Task details »
The whole listing below must be repeated exactly.

□ □ □ □

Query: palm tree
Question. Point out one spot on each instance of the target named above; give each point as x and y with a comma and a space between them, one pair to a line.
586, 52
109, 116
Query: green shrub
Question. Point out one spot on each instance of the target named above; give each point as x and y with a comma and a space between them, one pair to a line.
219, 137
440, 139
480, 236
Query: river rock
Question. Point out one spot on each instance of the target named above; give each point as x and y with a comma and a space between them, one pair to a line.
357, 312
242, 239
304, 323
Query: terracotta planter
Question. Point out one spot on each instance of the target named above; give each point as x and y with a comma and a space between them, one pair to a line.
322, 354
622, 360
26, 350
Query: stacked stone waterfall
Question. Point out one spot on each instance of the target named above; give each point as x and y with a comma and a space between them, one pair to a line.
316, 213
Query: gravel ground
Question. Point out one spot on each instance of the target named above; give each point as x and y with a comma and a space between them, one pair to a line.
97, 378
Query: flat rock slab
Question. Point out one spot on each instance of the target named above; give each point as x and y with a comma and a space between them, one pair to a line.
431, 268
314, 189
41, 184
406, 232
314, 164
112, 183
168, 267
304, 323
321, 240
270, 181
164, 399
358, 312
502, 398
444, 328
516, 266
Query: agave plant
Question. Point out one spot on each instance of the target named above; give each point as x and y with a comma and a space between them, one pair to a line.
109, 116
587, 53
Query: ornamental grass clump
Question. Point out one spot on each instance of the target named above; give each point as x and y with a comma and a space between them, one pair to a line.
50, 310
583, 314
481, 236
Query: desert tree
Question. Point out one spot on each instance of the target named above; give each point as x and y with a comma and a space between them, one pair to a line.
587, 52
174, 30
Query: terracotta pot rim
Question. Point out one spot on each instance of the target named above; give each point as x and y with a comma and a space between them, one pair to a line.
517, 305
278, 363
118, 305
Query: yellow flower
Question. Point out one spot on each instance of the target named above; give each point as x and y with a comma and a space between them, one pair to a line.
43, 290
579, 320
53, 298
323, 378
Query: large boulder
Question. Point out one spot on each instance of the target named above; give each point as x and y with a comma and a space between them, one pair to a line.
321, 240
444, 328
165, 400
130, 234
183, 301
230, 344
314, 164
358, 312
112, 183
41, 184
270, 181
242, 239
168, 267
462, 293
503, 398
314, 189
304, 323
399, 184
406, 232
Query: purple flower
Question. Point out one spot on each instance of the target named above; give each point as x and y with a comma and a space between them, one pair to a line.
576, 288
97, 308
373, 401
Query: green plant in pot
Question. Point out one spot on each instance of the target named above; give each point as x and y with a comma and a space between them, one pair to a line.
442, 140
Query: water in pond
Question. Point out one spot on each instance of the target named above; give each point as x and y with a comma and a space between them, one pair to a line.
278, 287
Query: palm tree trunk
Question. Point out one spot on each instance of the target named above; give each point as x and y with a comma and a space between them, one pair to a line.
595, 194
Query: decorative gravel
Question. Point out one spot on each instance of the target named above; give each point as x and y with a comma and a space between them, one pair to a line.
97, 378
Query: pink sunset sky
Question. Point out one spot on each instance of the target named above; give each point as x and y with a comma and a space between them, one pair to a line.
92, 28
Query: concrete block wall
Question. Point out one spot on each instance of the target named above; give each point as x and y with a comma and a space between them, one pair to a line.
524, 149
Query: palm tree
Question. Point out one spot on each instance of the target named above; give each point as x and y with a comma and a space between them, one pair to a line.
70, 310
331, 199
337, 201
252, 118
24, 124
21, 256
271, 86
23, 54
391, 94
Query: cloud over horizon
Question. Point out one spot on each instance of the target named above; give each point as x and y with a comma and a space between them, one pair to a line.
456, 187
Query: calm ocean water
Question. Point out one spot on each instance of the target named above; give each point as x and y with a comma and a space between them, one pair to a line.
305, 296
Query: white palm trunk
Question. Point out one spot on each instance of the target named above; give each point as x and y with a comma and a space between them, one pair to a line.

□ □ □ □

Response »
Query: palm tree
Question. Point out one spot on each instance of the target named above; give each point as x and y with a comma and a space between them, one pair to a line.
586, 52
109, 116
Query: green shrub
Question. Point out one spot on each instance of the target named above; give each point as x and y with a comma and a space between them, one pair to a line.
219, 137
440, 139
480, 236
Query: river rock
Question. Point out one spot on each instance of the target named above; give each point as x and y with a comma and a space between them, one pair to a line.
357, 312
242, 239
304, 323
Query: terracotta planter
Question. Point out one spot on each instance of the target named above; give each point as x and y with a comma and a space between them, one pair to a line.
322, 354
622, 360
26, 350
Query: stacked stone waterfall
Question. Point out one spot on each instance of the target named above; give each point as x and y with a comma and a space between them, one pair to a line.
316, 213
Query: gravel ground
Question. Point out one spot on each instance of the target named above; give each point as x and y with a comma and a space between them, one pair to a line.
97, 378
Query: flat rock slab
Question. Point out one spot on each instance of the target named above; give each point as x and y with a comma and a space between them, one pair to a line.
431, 268
314, 189
41, 184
406, 232
314, 164
112, 183
168, 267
304, 323
321, 240
270, 181
164, 399
358, 312
502, 398
444, 328
516, 266
Query: agave plant
Question. Point out one spot on each instance of the target named above; give each point as x and y with a comma and a space between them, one pair to a line.
109, 116
587, 53
Query: ornamental grass clump
Question. Point out one spot on each instance of the target named above; give each point as x and y with a comma and a space between them, one pair to a line.
50, 310
583, 314
481, 236
Query: desert tree
Question. Point out one spot on each instance of the target named above; give each point as x and y with a comma and a space between them, one pair to a line.
587, 52
174, 30
Query: terracotta pot rim
Question. Point out one spot on each instance of the target named above; give each point as x and y with a comma and a space between them, one pair to a line.
517, 305
278, 363
118, 305
Query: yellow flower
Question. Point out one spot on each instance of the target named above; give each point as x and y with a comma and a space between them, one pair to a line.
43, 290
579, 320
53, 298
323, 378
Query: large boulder
Question. Point out one spot on each instance of the target named above; give each point as x and y with a comma and a space between them, one pair to a line.
321, 240
444, 328
165, 400
130, 234
183, 301
230, 344
314, 164
358, 312
112, 183
41, 184
270, 181
242, 239
168, 267
462, 293
503, 398
314, 189
304, 323
399, 184
406, 232
Query: purple flower
Question. Point out one spot on each instance of the target named above; give each point as x and y with a comma and a space between them, one pair to a line.
576, 288
97, 308
373, 401
Query: green plant in pot
Question. Point out one spot on each instance of the target named above; give each point as x and y with a comma and a space between them, one pair to a line.
442, 140
Query: water in pond
Question. Point out one spot on each instance of the target named above; give each point as x and y with a comma and a space between them, one pair to a line.
278, 287
Query: palm tree trunk
Question. Point out one spot on each instance of the target named above; give each point as x and y with a comma and a space between them, one pair to a line.
595, 194
Query: decorative gravel
Question. Point out one spot on each instance of the target named above; give each point as x and y with a comma and a space between them, one pair to a line.
97, 378
Query: pink sunset sky
Question. Point out one spot on each instance of the target named above; give each point as x and y with a comma and a space between them, one pair to a line.
92, 28
Query: concrete block wall
Question. Point out one spot on each instance of the target named above; give each point as x and y with a comma and a space between them, one pair to a line.
524, 149
Query: palm tree
Question. Point out one spot on each instance of the target named above; give each point as x and y with a comma and a space between them, one pair to a line.
70, 310
331, 199
337, 201
252, 118
24, 124
21, 256
271, 86
23, 54
391, 94
Query: cloud over horizon
Question. Point out one spot on each instance of the target named above; give each point as x and y with a comma and a space between them, one pair to a line.
456, 187
Query: calm ocean water
Question. Point out one spot on each instance of the target named above; give each point as x and y with a comma and a space between them, one pair to a line.
305, 296
Query: white palm trunk
Question. Point out one spot on each instance of the target named above; give each point as x and y with a comma and a space between them, one pair to a line.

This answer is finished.